### Request
Take the line containing "Where can the large" and all lines after it to the end of the records, and output them exactly.

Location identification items
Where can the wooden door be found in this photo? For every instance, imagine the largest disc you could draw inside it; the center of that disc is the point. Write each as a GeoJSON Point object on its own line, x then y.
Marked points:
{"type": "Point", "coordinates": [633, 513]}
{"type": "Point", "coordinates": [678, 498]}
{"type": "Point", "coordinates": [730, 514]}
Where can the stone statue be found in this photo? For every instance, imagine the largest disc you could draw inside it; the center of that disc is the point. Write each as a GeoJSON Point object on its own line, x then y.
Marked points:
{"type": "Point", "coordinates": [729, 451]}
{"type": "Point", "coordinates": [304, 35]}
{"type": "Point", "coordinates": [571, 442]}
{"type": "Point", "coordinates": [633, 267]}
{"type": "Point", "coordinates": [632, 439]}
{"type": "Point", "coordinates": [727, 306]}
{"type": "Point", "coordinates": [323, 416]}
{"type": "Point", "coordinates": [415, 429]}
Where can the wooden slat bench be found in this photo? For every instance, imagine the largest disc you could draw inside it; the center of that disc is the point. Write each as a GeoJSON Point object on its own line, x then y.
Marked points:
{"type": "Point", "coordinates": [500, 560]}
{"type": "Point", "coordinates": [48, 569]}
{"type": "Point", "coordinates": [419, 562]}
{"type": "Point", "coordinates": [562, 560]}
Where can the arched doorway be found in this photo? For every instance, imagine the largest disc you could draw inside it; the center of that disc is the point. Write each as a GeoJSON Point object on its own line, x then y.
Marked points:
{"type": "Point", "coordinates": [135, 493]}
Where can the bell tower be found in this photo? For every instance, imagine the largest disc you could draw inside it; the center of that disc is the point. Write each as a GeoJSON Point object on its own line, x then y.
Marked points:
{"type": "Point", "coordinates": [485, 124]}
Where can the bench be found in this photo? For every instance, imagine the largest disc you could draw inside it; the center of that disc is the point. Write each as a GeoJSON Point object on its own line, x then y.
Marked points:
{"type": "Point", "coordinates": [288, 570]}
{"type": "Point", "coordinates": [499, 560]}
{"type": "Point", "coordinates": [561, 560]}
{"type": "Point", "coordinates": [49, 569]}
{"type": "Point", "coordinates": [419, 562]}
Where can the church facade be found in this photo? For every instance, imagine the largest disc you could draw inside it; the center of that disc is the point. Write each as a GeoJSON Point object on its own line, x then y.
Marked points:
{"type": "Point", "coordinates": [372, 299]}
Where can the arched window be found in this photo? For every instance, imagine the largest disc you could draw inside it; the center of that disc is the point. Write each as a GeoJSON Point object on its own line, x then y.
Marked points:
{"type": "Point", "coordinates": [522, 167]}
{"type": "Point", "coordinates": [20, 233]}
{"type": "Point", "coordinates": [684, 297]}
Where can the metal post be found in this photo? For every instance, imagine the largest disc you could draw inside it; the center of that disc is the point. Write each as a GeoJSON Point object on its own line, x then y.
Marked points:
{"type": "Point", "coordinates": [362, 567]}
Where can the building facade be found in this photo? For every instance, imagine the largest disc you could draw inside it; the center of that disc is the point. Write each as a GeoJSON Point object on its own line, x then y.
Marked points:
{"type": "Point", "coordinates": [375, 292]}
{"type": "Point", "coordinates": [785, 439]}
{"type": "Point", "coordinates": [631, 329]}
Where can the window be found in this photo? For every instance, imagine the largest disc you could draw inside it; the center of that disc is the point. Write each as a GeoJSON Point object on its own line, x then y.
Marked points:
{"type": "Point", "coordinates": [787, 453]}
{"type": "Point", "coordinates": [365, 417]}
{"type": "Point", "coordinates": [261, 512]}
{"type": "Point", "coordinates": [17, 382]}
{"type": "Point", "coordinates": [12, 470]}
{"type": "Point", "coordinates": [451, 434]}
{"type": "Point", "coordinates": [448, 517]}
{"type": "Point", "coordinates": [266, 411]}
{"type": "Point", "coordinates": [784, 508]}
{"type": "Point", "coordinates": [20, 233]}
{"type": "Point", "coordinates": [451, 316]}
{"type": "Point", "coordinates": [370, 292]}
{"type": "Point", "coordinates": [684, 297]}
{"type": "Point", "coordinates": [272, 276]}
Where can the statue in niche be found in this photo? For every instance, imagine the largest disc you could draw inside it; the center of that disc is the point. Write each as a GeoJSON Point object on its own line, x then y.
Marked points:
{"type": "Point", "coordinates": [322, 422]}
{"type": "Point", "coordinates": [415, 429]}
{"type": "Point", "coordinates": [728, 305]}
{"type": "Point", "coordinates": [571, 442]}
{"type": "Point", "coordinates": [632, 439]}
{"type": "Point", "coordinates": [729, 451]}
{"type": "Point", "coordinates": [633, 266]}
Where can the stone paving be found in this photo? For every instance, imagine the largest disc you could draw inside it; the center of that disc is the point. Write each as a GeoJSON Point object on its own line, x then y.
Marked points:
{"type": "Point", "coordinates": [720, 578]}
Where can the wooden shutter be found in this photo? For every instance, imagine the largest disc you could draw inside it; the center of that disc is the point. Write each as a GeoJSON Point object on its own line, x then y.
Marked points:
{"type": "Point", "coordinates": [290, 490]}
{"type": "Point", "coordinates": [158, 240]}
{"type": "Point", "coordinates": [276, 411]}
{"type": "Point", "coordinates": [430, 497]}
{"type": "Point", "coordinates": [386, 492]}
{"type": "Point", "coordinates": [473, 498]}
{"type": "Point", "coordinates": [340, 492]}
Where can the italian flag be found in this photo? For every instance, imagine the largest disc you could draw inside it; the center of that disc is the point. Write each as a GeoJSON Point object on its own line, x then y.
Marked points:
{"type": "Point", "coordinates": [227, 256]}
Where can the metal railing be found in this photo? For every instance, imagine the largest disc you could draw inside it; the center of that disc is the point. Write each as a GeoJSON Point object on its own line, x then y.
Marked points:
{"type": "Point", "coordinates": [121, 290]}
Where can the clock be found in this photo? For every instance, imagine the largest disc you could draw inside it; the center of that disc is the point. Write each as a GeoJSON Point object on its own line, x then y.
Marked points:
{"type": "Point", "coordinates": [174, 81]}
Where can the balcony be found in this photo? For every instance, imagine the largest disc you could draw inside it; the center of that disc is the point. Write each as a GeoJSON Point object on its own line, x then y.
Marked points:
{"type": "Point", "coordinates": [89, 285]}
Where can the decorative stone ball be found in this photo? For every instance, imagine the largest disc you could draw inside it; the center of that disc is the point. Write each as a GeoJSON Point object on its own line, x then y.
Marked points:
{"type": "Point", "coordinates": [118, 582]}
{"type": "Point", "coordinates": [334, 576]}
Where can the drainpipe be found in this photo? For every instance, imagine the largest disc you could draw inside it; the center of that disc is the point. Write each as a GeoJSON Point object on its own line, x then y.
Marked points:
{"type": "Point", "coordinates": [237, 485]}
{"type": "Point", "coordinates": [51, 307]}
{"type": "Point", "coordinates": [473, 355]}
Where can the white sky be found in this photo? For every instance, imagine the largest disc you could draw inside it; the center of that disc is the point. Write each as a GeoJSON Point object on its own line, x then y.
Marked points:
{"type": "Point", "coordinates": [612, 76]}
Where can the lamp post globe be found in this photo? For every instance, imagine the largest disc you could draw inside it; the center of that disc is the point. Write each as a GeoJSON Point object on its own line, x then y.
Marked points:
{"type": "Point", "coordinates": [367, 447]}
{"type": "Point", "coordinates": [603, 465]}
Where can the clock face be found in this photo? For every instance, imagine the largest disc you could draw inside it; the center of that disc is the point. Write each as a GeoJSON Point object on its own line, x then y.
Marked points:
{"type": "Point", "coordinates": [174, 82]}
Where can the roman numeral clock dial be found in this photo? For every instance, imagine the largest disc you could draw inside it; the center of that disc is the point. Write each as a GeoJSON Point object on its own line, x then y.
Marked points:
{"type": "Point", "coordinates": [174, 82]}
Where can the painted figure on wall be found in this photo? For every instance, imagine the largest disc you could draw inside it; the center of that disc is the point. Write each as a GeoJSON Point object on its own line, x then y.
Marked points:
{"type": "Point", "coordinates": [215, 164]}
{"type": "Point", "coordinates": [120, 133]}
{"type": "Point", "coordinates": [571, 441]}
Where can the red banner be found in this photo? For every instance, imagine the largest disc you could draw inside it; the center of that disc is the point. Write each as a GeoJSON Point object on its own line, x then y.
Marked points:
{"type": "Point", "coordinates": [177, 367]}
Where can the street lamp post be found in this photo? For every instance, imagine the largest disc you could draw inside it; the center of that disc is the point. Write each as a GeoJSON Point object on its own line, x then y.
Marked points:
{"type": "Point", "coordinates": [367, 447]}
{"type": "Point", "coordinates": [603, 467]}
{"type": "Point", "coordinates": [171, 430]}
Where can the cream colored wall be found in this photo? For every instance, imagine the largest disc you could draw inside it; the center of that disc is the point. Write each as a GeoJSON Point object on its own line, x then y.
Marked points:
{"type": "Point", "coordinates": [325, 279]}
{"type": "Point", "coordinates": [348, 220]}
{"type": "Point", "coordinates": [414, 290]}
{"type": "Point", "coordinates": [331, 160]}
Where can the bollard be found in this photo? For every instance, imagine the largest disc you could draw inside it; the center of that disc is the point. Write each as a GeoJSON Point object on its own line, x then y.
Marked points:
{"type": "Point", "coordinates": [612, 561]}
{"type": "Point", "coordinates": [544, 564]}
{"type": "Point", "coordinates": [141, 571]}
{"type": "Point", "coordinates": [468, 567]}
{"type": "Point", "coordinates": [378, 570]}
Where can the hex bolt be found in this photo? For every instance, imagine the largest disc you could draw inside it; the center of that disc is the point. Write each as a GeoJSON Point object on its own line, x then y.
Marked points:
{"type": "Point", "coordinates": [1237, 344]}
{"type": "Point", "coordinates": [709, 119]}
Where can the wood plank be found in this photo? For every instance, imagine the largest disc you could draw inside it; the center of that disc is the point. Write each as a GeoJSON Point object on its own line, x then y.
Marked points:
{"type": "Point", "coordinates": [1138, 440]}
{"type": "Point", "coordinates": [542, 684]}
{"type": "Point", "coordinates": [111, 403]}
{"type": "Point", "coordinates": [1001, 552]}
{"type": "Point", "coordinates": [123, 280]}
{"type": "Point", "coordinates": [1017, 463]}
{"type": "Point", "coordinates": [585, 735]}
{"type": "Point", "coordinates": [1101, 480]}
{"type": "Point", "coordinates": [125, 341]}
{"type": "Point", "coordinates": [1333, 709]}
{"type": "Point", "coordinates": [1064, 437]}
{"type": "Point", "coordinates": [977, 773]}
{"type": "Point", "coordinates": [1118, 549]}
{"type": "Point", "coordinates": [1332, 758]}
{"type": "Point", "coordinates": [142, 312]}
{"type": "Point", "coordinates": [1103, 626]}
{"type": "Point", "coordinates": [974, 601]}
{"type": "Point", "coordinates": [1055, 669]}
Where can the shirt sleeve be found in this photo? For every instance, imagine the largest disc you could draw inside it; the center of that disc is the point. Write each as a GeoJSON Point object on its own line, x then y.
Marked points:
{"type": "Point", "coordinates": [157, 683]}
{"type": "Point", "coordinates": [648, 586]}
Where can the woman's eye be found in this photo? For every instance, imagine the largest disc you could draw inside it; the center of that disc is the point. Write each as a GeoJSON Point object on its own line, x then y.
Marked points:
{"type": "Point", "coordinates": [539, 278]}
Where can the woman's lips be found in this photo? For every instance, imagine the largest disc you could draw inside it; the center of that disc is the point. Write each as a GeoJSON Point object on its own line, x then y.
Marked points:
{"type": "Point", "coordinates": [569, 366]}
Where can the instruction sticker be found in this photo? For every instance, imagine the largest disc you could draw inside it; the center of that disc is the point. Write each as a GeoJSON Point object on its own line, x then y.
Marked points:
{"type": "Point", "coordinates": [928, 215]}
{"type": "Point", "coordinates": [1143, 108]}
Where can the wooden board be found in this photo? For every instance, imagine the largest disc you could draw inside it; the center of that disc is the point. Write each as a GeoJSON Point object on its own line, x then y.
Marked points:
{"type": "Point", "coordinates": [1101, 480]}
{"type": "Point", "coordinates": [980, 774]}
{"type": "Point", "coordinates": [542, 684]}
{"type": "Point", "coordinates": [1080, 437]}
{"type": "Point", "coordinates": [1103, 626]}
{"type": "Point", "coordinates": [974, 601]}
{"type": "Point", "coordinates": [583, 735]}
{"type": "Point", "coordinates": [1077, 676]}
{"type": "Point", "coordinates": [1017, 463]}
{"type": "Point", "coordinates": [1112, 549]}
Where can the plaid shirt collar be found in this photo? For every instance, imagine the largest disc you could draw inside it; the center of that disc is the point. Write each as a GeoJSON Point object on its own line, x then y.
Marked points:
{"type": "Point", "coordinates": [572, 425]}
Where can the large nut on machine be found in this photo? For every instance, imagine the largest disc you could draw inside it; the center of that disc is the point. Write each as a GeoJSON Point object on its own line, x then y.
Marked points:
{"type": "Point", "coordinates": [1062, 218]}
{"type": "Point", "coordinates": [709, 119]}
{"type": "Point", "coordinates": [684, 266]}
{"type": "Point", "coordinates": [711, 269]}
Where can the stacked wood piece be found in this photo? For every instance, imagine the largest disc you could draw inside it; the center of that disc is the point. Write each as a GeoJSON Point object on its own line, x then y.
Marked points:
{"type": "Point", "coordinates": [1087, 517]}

### Solution to the exercise
Where can the large nut on machine be found in this photo? For every instance, imagine the largest disc you could draw inside it; the center of that disc is the point. Write each as a GeoJSON Point object on its own line, x then y.
Marked points:
{"type": "Point", "coordinates": [1062, 218]}
{"type": "Point", "coordinates": [709, 119]}
{"type": "Point", "coordinates": [684, 266]}
{"type": "Point", "coordinates": [711, 269]}
Where can the stacked wood piece be found in this photo? For every instance, imagine the largest disc you could draw inside it; the center of that disc is the point. Write each as a GeoJSON Point object on its own line, x then y.
Marked points:
{"type": "Point", "coordinates": [1087, 517]}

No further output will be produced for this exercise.